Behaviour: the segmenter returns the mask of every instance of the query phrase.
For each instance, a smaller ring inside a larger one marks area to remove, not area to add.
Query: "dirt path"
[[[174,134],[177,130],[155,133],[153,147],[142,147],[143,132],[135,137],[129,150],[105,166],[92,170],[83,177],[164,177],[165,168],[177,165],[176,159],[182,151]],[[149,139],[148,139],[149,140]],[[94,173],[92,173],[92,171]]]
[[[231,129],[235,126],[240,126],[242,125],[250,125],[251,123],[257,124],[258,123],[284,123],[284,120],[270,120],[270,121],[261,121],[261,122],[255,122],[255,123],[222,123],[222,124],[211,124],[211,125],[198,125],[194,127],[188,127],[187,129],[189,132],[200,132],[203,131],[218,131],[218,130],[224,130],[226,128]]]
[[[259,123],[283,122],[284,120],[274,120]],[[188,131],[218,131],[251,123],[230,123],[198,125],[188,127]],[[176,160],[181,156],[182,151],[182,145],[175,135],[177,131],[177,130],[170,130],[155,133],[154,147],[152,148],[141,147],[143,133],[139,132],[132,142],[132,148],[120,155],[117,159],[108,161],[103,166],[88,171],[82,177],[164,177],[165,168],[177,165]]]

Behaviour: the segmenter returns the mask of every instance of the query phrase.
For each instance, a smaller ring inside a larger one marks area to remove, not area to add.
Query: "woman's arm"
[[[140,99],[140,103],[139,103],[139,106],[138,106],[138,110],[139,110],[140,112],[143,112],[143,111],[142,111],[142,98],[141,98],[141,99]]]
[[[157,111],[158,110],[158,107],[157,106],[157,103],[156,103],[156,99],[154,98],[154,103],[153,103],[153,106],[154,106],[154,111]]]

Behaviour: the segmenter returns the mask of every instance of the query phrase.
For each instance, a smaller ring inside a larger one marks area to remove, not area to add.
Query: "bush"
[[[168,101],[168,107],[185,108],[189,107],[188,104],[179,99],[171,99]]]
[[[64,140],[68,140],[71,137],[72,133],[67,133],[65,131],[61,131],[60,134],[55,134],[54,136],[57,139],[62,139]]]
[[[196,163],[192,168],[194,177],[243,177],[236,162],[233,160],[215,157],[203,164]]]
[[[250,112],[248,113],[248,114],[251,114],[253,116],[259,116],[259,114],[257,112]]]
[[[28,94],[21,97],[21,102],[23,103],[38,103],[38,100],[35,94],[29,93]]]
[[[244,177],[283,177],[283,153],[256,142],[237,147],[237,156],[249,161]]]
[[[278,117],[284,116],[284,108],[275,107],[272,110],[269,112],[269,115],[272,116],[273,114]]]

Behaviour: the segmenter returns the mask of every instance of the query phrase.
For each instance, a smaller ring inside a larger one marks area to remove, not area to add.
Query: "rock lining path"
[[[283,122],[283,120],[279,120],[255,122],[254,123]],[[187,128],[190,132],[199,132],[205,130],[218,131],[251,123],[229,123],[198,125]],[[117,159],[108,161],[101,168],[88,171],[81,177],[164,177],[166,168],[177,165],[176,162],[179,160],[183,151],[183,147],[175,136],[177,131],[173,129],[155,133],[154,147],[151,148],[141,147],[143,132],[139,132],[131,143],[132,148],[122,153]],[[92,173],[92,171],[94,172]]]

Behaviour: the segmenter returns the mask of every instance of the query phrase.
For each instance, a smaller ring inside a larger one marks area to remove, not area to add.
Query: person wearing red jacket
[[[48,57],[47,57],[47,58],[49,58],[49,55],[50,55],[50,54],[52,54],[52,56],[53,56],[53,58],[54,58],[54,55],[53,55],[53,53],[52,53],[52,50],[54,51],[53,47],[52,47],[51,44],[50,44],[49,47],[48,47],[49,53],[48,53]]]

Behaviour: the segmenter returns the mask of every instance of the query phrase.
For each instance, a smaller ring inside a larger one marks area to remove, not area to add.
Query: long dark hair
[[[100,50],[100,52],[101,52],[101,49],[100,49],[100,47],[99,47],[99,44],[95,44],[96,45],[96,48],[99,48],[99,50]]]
☆ ☆ ☆ ☆ ☆
» **Your objective**
Produce an exact copy of every entry above.

» **Written response**
Behaviour: the segmenter returns the mask of every instance of the query phrase.
For each instance, a smaller ring inside a larger one marks area to remove, not area to add.
Query: "dirt path"
[[[174,134],[177,130],[155,133],[153,147],[142,147],[143,132],[135,137],[129,150],[105,166],[92,170],[83,177],[164,177],[165,168],[177,165],[176,159],[182,151]],[[149,139],[148,139],[149,140]],[[94,173],[92,173],[92,171]]]
[[[231,129],[235,126],[240,126],[242,125],[250,125],[251,123],[257,124],[258,123],[284,123],[284,120],[270,120],[270,121],[261,121],[261,122],[255,122],[255,123],[222,123],[222,124],[211,124],[211,125],[198,125],[194,127],[188,127],[187,129],[189,132],[200,132],[203,131],[218,131],[218,130],[224,130],[226,128]]]
[[[259,123],[283,122],[284,120],[274,120]],[[188,131],[218,131],[251,123],[230,123],[198,125],[188,127]],[[176,160],[181,156],[182,151],[182,145],[175,135],[177,131],[177,130],[170,130],[155,133],[154,147],[152,148],[141,147],[143,133],[139,132],[132,142],[132,148],[120,155],[117,159],[108,161],[103,166],[88,171],[82,177],[164,177],[165,168],[177,165]]]

Behaviour: the segmenter returns the mask of every instance of the query phrase.
For each instance, a smaller ring inside a larger one marks area to remove, not area to add.
Query: "woman's arm"
[[[140,99],[140,103],[139,103],[139,106],[138,106],[138,110],[139,110],[140,112],[143,112],[143,111],[142,111],[142,98],[141,98],[141,99]]]
[[[157,111],[158,110],[158,107],[157,106],[157,103],[156,103],[156,99],[154,98],[154,103],[153,103],[153,106],[154,106],[154,111]]]

Behaviour: the segmenter returns the mask of every instance of the query phrase.
For each instance, a smaller ring inside a larger one marks area to remove, not area to add.
Query: "bush"
[[[168,101],[168,107],[185,108],[189,107],[188,104],[179,99],[171,99]]]
[[[64,140],[68,140],[71,137],[72,133],[67,133],[65,131],[61,131],[60,134],[55,134],[54,136],[57,139],[62,139]]]
[[[196,163],[192,168],[194,177],[243,177],[236,162],[233,160],[215,157],[203,164]]]
[[[250,112],[248,113],[248,114],[251,114],[253,116],[259,116],[259,114],[257,112]]]
[[[28,94],[21,97],[21,102],[23,103],[38,103],[38,100],[35,94],[29,93]]]
[[[244,177],[283,177],[283,153],[256,142],[237,147],[237,156],[249,161]]]
[[[278,117],[284,116],[284,108],[275,107],[272,110],[269,112],[269,115],[272,116],[273,114]]]

Behaviour: the segmenter returns the mask of every instance of the query phrase.
For each instance, a smaller ring inside a larger one marks area to remove, not area to add.
Query: "rock lining path"
[[[283,122],[283,120],[279,120],[255,122],[254,123]],[[187,128],[190,132],[199,132],[205,130],[218,131],[251,123],[229,123],[198,125]],[[117,159],[108,161],[101,168],[88,171],[81,177],[164,177],[166,168],[177,165],[176,162],[179,160],[183,151],[183,147],[175,136],[177,131],[173,129],[155,133],[154,147],[151,148],[141,147],[143,132],[139,132],[131,143],[132,148],[122,153]],[[92,173],[92,171],[94,172]]]

Behaviour: the segmenter returns the mask of every instance of the query phrase.
For each instance, a smaller ring inside a larger one marks area to remove, not area to add.
Query: person wearing red jacket
[[[48,57],[47,57],[47,58],[49,58],[49,55],[50,55],[50,54],[52,54],[52,56],[53,56],[53,58],[54,58],[54,55],[53,55],[53,53],[52,53],[52,50],[54,51],[53,47],[52,47],[51,44],[50,44],[49,47],[48,47],[49,53],[48,53]]]

Behaviour: the segmenter returns the mask of every instance of the query phrase.
For each instance, a smaller ring inside a larger one marks area to remove, not area to add.
Query: long dark hair
[[[100,50],[100,52],[101,52],[101,49],[100,49],[100,47],[99,47],[99,44],[95,44],[96,45],[96,48],[99,48],[99,50]]]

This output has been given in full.